--- SOURCE DOCUMENT ---

Again, those massive mounds of phosphogypsum are slightly, well … radioactive. According to a report for the director of the Florida Institute of Phosphate Research — an industry-funded group — reprinted by the Sierra Club:
The impurities in phosphogypsum which cause the primary concern are radioactive materials. Uranium occurs naturally along with phosphate rock in Florida. Radioactive decay transforms uranium into other elements such as radium, polonium and lead. As a result, all of these radioactive materials are found in phosphogypsum.
Whoa. Maybe we should stop mining so much phosphate — say, by not subsidizing ethanol or overproducing corn? The guy from the the Florida Institute of Phosphate Research has a better idea. He wants to use those massive mounds of radioactive waste in highway construction, or even as a soil amendment. Weirdly, the Sierra Club seems to agree.
Phosphate mining causes other environmental devastation as well. “Phosphate mining disrupts water quality, soils, drainage patterns, and wetlands,” states the 1998 Water Resources Atlas of Florida.
And it uses massive quantities of water, draining aquifers nearby. According to an NYT report, a single phosphate mine pumps 100,000 gallons per minute.
How can all of this environmental destruction be legal and profitable for the company? Same old story: regulators allow the mining companies to “externalize” the damage they do, privatizing profit and socializing cost.

--- GIVEN MATERIAL ---

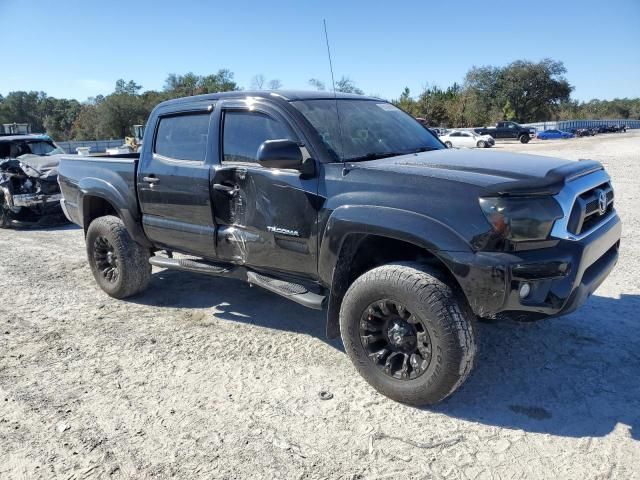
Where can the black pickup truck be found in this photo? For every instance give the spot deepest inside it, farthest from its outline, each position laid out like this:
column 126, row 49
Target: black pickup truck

---

§ **WHAT THIS TASK INVOLVES**:
According to the phosphate mining text, why does phosphogypsum contain radioactive materials such as radium, polonium and lead?

§ **TASK ANSWER**:
Uranium occurs naturally along with phosphate rock in Florida, and radioactive decay transforms that uranium into other elements such as radium, polonium and lead. As a result, all of these radioactive materials end up in phosphogypsum.